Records
----
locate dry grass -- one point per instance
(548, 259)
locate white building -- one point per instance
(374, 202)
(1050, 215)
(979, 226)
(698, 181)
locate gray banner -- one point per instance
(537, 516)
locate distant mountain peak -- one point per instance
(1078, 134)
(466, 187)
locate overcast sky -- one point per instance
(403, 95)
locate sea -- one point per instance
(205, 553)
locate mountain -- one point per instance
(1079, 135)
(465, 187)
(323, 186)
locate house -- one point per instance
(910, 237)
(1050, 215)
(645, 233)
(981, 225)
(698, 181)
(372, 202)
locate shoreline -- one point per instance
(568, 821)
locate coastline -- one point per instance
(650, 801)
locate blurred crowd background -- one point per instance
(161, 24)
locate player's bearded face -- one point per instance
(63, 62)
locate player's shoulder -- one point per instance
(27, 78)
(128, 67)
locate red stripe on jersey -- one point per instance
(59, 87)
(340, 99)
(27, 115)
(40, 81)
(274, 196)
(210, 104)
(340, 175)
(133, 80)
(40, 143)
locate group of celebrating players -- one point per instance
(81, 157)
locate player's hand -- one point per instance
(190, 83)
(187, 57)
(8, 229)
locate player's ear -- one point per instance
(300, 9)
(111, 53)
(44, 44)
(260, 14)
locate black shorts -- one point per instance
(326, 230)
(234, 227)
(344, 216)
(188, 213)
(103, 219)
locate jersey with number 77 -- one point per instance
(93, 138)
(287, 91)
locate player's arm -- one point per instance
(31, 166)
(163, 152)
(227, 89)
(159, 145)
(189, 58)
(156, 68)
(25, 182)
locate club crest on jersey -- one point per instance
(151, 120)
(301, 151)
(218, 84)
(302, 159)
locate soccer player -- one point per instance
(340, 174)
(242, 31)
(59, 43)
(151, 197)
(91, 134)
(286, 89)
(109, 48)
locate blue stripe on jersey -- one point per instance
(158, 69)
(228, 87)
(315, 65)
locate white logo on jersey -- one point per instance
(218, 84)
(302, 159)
----
Stated exercise =>
Return the entries above exactly, each one complete.

Written response =>
locate dry grass -- one point per instance
(548, 259)
locate white building -- one point per instance
(374, 202)
(1050, 215)
(979, 226)
(698, 181)
locate gray banner -- one point per instance
(537, 516)
locate distant mountain peak -- one point per instance
(1078, 134)
(466, 187)
locate overcast sky -- one point per instance
(403, 95)
locate sea -- one point per instance
(205, 553)
locate mountain -- one point per instance
(1079, 135)
(465, 187)
(323, 186)
locate house -- one point per instance
(910, 237)
(1050, 215)
(645, 233)
(981, 225)
(698, 181)
(372, 202)
locate shoreline -- one point per instance
(568, 821)
locate coastline -- one point per instance
(650, 801)
locate blurred crowd background -- one point per instance
(161, 24)
locate player's bearded face -- one point per instance
(63, 62)
locate player's shoulder -- one point per instance
(27, 78)
(128, 67)
locate red stripe on jersey -- one point per instance
(59, 87)
(340, 99)
(27, 115)
(40, 81)
(274, 196)
(210, 104)
(340, 175)
(133, 80)
(40, 143)
locate group of celebrating players -- one point per instance
(81, 157)
locate player's hand -- one point per instance
(190, 83)
(187, 57)
(8, 229)
locate player's ear -- one point per instance
(300, 9)
(111, 53)
(44, 44)
(260, 14)
locate black shorts -- one point per instance
(326, 230)
(234, 227)
(344, 216)
(188, 213)
(103, 219)
locate jersey with number 77 -- one point per instance
(93, 138)
(287, 91)
locate player's arm -- one point per instance
(31, 166)
(163, 152)
(227, 89)
(159, 145)
(189, 58)
(156, 68)
(25, 182)
locate club crest on jersey -- one point per instance
(151, 120)
(301, 151)
(218, 84)
(302, 159)
locate soccer player -- one point per instance
(340, 174)
(242, 31)
(59, 43)
(151, 197)
(91, 134)
(286, 89)
(109, 48)
locate blue stripe on jersey -- one point per instance
(158, 69)
(228, 87)
(315, 65)
locate white logo on jersey -- one point per instance
(218, 84)
(302, 159)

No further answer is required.